[Exercise data]:

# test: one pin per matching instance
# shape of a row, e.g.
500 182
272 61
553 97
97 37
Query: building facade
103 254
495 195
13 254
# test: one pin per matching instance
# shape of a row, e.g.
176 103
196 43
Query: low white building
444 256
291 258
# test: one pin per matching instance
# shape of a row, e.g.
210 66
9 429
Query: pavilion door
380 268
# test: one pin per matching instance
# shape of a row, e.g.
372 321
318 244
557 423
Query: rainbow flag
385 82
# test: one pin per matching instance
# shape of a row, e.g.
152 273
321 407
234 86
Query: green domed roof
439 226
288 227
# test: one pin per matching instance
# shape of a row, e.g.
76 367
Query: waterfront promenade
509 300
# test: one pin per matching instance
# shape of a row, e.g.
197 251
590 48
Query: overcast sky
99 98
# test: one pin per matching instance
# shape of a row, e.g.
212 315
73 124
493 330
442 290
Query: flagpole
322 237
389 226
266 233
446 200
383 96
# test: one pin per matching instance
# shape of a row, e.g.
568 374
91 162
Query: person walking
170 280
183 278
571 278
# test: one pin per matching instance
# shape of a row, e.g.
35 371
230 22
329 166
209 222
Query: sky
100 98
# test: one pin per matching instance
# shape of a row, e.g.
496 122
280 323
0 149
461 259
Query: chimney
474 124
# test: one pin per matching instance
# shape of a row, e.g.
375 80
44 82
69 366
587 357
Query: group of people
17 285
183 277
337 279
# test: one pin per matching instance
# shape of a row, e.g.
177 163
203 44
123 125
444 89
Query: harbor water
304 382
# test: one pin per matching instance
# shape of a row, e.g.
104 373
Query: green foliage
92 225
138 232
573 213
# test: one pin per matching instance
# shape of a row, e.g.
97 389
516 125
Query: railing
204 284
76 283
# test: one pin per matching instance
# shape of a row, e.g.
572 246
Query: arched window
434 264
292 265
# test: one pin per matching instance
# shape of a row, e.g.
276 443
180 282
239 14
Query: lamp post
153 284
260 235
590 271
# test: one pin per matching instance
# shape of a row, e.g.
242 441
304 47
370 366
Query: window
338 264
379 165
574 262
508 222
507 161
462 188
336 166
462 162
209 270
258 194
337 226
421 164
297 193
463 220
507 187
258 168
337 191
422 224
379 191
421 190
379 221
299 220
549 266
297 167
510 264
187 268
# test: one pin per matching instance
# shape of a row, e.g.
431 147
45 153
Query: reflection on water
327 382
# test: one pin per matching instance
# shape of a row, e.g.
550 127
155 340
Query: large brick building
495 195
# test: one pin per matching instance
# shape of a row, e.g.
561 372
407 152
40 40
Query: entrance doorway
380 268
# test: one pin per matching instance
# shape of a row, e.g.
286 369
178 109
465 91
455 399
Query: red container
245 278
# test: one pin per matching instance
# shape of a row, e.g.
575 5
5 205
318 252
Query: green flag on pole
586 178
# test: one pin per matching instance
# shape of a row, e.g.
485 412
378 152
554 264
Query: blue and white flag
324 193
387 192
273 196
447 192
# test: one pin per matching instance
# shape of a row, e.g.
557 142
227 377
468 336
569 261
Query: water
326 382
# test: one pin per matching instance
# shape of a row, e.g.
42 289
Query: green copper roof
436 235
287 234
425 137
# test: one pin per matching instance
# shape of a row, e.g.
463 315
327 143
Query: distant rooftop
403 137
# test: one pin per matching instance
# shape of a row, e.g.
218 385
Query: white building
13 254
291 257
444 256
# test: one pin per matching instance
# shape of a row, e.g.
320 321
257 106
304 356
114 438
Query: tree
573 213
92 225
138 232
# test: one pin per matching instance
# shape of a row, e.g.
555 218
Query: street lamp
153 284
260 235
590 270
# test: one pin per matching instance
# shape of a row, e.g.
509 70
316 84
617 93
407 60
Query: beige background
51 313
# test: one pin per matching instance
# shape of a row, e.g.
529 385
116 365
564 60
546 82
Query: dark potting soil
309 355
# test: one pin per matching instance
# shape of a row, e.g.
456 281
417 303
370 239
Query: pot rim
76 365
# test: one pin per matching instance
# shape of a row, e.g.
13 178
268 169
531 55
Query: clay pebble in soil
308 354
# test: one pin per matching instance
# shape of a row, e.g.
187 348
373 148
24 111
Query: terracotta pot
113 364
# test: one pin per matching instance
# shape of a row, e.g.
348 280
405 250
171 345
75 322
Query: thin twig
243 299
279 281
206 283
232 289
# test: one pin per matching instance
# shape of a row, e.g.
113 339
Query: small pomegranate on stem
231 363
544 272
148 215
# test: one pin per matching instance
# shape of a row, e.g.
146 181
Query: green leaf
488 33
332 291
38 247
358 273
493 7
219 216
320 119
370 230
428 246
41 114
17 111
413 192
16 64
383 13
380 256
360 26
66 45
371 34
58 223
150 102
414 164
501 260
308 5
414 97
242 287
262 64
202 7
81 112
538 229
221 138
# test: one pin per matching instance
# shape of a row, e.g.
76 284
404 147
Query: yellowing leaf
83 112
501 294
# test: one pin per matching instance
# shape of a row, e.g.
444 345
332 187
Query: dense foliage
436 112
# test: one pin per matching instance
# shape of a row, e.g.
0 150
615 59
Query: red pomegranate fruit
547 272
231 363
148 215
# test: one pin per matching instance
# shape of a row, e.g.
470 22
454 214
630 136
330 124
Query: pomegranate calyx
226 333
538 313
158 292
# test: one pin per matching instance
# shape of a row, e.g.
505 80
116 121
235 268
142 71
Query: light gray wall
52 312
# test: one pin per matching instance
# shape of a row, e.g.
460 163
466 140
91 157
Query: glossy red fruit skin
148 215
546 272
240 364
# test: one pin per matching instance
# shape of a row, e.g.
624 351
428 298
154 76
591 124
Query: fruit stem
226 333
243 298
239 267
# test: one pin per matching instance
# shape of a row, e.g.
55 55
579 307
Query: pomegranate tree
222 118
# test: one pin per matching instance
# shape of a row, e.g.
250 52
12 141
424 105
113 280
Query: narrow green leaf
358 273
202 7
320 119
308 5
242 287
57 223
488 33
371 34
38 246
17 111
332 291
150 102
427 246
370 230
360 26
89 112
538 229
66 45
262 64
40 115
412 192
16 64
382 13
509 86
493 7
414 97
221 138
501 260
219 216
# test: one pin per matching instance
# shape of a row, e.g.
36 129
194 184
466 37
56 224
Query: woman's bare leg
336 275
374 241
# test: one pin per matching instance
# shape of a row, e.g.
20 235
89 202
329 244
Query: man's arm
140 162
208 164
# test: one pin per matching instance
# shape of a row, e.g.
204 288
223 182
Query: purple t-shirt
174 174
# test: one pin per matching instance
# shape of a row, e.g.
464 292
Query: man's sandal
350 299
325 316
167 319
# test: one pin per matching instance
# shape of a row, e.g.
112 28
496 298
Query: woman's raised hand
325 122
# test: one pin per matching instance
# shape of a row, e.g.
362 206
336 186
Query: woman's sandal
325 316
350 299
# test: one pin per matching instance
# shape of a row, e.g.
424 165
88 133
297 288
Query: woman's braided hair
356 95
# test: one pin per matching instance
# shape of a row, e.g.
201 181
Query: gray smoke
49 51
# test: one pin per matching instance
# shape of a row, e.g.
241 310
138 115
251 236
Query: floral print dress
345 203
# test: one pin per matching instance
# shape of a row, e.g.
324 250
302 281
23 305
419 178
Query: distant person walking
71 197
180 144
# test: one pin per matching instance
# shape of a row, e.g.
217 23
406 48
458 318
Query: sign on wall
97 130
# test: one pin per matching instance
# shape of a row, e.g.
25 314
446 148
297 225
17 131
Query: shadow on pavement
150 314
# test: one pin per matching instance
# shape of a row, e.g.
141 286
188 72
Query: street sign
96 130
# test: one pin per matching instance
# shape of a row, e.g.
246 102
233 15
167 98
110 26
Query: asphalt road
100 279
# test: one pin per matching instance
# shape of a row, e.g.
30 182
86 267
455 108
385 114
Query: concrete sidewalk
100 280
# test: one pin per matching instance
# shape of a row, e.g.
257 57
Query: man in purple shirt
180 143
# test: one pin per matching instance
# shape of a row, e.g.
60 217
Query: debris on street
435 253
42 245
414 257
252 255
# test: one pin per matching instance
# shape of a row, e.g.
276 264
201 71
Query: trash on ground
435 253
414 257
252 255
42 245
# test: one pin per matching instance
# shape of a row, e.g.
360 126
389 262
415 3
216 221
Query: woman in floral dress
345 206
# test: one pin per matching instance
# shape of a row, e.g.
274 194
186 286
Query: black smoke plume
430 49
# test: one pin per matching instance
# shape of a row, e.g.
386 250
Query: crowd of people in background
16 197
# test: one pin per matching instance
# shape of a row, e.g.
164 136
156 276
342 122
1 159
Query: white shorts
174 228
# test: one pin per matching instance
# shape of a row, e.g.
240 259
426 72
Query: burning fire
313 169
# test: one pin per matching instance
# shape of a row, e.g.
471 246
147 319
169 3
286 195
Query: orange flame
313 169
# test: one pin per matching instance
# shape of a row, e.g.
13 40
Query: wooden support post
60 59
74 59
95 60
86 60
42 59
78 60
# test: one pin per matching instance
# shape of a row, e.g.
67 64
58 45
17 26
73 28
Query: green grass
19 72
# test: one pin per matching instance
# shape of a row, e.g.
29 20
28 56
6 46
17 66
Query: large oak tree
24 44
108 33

[Short problem]: How many lines in the records above contain the string "street", matching case exactly? Give only the number.

[Written solution]: 3